--- WORK ORDER ---
Find the string "above" in the records and copy each line where it occurs.

--- DATA SHOWN ---

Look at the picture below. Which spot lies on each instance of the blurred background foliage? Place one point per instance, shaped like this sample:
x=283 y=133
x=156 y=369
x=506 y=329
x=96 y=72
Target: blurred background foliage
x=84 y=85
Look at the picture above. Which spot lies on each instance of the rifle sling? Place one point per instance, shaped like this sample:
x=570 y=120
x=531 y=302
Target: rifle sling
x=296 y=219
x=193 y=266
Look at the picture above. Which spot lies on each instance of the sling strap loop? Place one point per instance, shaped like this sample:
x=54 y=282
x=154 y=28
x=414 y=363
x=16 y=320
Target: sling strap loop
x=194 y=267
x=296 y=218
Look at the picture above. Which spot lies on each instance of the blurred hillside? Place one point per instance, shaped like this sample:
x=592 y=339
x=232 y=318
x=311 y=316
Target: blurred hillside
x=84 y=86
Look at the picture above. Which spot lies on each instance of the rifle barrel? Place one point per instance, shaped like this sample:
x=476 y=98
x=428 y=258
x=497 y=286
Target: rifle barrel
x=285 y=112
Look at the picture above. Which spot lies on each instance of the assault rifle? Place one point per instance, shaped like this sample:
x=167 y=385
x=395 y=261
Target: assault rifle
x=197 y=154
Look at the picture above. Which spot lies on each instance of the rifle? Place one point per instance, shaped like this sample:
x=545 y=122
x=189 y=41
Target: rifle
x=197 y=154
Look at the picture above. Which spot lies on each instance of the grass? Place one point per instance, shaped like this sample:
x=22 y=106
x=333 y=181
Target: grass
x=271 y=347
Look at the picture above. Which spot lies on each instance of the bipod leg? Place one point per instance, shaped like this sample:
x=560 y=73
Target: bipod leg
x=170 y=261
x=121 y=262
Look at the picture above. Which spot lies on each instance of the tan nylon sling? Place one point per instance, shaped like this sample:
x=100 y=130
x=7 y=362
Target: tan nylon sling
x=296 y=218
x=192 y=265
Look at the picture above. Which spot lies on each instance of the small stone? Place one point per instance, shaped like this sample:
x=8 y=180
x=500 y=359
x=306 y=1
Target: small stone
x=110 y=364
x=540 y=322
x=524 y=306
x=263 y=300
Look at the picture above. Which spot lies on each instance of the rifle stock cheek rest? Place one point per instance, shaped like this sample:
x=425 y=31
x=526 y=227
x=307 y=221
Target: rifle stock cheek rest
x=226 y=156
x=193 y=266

--- EXERCISE OUTPUT ---
Look at the picture above. Which spot lies on each instance of the rifle sling? Place one point per instance, shaped like this sample:
Look at the picture above. Which spot lies on each instance of the sling strap loop? Place one point per instance, shaped like this sample:
Look at the picture above. Which spot lies on each instance of the blurred hillside? Place one point per instance, shaped like this sample:
Look at the picture above. Which spot lies on each instance of the rifle barrel? Place one point per instance, shaped like this sample:
Look at the picture above. Which spot lies on each instance of the assault rifle? Place one point per instance, shaped like this sample:
Look at the picture above. Which spot lies on each instance of the rifle? Place one point per instance, shaped like this sample:
Look at the picture above. Which spot lies on each instance of the grass? Place one point per instance, shaped like this sample:
Look at the picture above. Which spot lies on each instance of the bipod leg? Place one point per instance, shaped like this sample:
Look at the picture above. Which spot lies on each instance of the tan nylon sling? Place one point per instance, shaped like this sample:
Look at the picture above. Which spot lies on each instance of the small stone? Place one point per instance, shaped like this sample:
Look at the picture above. Which spot lies on each instance of the rifle stock cheek rest? Place one point per instance, shaped like this sample:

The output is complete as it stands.